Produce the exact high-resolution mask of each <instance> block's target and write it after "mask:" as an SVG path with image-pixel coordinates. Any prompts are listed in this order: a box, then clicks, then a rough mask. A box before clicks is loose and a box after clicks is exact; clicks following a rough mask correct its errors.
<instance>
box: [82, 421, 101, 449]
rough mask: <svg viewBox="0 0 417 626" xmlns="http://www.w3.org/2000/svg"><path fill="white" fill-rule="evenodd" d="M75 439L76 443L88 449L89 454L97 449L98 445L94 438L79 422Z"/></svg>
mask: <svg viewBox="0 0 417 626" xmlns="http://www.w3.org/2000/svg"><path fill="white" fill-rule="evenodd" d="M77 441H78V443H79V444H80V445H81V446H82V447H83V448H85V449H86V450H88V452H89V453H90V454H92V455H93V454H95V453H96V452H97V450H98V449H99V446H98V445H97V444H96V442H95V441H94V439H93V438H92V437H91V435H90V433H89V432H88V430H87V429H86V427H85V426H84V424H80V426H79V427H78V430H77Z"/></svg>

▬▬▬▬▬▬▬▬▬▬

## EXERCISE
Copy out the entries above without altering a single character.

## TASK OUTPUT
Produce the exact high-resolution mask of each <instance> block's target and write it after "mask:" as an SVG path with image-pixel coordinates. Any prompts are listed in this order: a box, then clicks, then a rough mask. A box before clicks is loose and a box after clicks is exact; clicks following a rough mask correct its errors.
<instance>
box: [82, 421, 101, 449]
rough mask: <svg viewBox="0 0 417 626" xmlns="http://www.w3.org/2000/svg"><path fill="white" fill-rule="evenodd" d="M75 439L76 443L88 449L89 454L97 449L98 445L94 438L79 422Z"/></svg>
mask: <svg viewBox="0 0 417 626" xmlns="http://www.w3.org/2000/svg"><path fill="white" fill-rule="evenodd" d="M77 441H78V443H79V444H80V445H81V446H82V447H83V448H85V449H86V450H88V452H89V453H90V454H92V455H93V454H95V453H96V452H97V450H98V449H99V446H98V445H97V444H96V442H95V441H94V439H93V438H92V437H91V435H90V433H89V432H88V430H87V429H86V427H85V426H84V424H80V426H79V427H78V430H77Z"/></svg>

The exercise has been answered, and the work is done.